Progrès technique et évolution sociale et politique sont souvent associés au processus même du développement humain et démocratique. Ces quinze dernières années, ce mouvement connaît un considérable renouvellement à travers la croissance fulgurante d'Internet, notamment depuis 2003 (version 2.0 qui permet une plus large participation de l'internaute). Les dispositifs socio-techniques de communication apparaissent comme un élément essentiel de la médiation démocratique. Les Sciences de l'Information et de la Communication se sont rapidement emparées de cette problématique. D'optimistes visions du lien entre numérique et démocratie ont proposé les concepts de cyberdémocratie (Pierre Lévy)2 ou encore de télédémocratie (Arterton)3. Depuis lors, ces notions et leurs dérivés sont constamment mis en exergue par les acteurs du monde politique et médiatique.
Toutefois, la récente pétition mise en ligne par le collectif d'écrivains internationaux « Pour une défense de la démocratie à l'ère du numérique »4, montre bien qu'elles ne sont pas acceptées de manière unanime. De nouvelles interrogations surgissent régulièrement, alors que certains intellectuels et chercheurs portent un regard critique sur le caractère réellement participatif des nouveaux médias (Dominique Wolton et Philippe Breton)5dont, pourtant, la forme et les caractéristiques auraient pu encourager l'émergence d'un véritable espace délibératif favorisant l'insertion du citoyen dans un débat démocratique.

• Liste des entrées
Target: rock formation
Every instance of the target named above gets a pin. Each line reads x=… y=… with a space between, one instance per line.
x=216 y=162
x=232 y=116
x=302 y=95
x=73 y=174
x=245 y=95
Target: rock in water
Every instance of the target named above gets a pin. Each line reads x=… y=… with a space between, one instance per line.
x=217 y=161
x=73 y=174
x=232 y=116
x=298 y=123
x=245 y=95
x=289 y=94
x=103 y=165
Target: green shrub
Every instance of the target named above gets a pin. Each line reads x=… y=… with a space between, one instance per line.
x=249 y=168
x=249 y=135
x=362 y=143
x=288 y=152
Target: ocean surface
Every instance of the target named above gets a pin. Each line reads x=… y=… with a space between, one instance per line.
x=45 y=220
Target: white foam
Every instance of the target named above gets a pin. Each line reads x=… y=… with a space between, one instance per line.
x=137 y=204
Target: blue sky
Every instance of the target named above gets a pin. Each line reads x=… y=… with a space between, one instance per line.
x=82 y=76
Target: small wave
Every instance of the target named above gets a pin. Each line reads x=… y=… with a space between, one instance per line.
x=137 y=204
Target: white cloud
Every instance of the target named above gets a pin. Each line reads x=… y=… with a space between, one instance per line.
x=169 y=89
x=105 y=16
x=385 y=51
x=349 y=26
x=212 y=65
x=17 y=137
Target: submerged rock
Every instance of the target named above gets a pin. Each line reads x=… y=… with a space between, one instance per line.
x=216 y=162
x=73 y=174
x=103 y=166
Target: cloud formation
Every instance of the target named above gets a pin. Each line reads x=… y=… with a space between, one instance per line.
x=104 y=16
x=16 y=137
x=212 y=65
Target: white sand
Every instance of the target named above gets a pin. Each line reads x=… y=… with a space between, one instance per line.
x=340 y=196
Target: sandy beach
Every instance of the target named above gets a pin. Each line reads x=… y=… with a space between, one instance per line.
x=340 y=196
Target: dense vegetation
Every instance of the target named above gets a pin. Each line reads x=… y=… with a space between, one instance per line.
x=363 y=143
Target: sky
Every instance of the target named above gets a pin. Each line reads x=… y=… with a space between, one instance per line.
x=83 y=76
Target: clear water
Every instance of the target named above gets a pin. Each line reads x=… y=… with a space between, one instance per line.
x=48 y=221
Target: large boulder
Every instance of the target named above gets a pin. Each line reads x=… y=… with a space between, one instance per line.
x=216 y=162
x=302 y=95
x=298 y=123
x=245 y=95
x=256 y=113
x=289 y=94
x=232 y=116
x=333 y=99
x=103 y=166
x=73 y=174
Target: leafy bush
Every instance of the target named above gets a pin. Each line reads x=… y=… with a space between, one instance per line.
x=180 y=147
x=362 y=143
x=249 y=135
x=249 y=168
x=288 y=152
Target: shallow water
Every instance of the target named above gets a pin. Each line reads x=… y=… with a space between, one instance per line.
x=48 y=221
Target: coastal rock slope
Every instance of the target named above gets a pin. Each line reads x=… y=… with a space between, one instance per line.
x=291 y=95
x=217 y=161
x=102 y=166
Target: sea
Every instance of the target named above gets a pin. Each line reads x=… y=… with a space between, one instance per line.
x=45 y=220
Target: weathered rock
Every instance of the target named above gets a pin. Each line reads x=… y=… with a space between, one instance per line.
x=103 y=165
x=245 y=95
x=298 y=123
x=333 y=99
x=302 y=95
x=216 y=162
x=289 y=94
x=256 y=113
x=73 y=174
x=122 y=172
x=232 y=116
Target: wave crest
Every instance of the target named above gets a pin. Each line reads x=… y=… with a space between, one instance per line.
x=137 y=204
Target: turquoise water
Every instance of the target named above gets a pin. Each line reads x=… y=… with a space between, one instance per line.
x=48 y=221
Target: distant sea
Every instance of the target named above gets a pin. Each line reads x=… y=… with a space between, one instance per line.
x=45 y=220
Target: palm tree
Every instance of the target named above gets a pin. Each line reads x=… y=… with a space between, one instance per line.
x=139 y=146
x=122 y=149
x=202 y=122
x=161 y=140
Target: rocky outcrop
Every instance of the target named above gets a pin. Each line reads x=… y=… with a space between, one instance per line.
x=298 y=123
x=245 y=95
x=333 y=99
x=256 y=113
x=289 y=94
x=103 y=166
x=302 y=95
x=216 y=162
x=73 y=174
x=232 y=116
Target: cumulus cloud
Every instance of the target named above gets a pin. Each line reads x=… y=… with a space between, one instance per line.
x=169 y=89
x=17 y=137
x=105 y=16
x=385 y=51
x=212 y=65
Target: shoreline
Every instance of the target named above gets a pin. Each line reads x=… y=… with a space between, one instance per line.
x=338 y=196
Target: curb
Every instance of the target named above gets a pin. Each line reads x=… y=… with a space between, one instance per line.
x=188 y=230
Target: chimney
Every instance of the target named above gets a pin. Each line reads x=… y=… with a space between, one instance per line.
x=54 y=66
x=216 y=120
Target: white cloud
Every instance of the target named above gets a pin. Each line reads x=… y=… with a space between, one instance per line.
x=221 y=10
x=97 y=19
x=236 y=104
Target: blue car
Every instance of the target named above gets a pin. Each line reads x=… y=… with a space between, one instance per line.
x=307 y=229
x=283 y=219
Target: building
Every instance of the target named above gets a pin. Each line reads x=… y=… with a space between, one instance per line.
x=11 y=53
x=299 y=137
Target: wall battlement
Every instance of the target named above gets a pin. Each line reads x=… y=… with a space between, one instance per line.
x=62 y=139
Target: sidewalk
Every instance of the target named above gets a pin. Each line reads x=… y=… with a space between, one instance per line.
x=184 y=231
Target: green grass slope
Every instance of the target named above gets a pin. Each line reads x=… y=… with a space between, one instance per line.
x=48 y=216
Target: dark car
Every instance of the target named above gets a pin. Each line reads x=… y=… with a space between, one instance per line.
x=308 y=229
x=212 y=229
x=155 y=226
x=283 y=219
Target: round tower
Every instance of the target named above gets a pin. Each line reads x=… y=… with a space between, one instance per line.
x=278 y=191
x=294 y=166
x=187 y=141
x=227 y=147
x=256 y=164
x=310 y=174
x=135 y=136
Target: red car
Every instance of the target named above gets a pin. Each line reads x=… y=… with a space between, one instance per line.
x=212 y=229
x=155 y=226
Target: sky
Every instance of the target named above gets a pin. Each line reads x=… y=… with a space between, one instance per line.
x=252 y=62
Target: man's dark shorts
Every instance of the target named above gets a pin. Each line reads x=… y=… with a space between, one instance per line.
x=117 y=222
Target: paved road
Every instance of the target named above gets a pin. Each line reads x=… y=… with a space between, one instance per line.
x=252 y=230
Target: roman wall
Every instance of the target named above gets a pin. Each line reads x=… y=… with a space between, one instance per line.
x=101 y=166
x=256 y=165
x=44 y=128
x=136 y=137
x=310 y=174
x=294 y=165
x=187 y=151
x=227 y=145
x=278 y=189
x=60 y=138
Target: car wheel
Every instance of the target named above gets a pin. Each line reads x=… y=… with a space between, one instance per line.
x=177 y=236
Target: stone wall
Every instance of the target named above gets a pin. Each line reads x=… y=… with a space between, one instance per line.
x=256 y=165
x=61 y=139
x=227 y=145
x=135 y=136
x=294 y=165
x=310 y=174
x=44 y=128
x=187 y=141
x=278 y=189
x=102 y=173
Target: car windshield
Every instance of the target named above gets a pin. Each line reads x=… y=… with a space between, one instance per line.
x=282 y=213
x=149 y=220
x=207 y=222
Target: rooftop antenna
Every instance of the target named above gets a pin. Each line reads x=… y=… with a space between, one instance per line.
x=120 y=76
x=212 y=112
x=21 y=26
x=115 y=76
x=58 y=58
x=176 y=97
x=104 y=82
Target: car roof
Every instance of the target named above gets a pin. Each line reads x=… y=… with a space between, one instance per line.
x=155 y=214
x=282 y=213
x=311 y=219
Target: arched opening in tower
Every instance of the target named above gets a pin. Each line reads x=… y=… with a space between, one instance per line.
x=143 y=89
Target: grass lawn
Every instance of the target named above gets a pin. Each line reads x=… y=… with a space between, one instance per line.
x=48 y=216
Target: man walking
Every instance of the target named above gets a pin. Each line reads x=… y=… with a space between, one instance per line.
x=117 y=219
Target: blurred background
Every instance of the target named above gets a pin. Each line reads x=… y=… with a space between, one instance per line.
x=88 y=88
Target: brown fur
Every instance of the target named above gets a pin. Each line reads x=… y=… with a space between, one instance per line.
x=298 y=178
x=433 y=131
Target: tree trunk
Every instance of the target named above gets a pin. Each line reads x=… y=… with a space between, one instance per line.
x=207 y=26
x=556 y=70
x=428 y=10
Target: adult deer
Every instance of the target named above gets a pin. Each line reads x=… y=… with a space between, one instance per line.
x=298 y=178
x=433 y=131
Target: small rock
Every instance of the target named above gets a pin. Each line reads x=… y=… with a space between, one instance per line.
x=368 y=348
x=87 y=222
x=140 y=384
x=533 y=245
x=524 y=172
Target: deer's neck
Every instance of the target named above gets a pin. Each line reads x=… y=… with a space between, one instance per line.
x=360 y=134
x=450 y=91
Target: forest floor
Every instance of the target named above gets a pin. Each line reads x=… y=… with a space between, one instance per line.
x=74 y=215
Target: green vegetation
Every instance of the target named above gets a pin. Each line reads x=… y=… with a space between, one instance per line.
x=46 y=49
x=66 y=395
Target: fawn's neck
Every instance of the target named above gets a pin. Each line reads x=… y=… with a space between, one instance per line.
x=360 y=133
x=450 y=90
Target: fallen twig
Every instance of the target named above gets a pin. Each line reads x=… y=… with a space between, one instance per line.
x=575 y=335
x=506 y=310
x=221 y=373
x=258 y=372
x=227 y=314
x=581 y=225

• Consigne
Répondez brièvement aux questions suivantes d'après le texte source.
(a) Depuis quelle année la croissance d'Internet s'est-elle notamment accélérée, et quelle version est alors mentionnée ?
(b) Quels concepts ont été proposés pour décrire le lien entre numérique et démocratie, et par qui ?
(c) Quels chercheurs portent un regard critique sur le caractère réellement participatif des nouveaux médias ?

• Réponse
(a) Depuis 2003, avec la version 2.0, qui permet une plus large participation de l'internaute.
(b) La cyberdémocratie, proposée par Pierre Lévy, et la télédémocratie, proposée par Arterton.
(c) Dominique Wolton et Philippe Breton.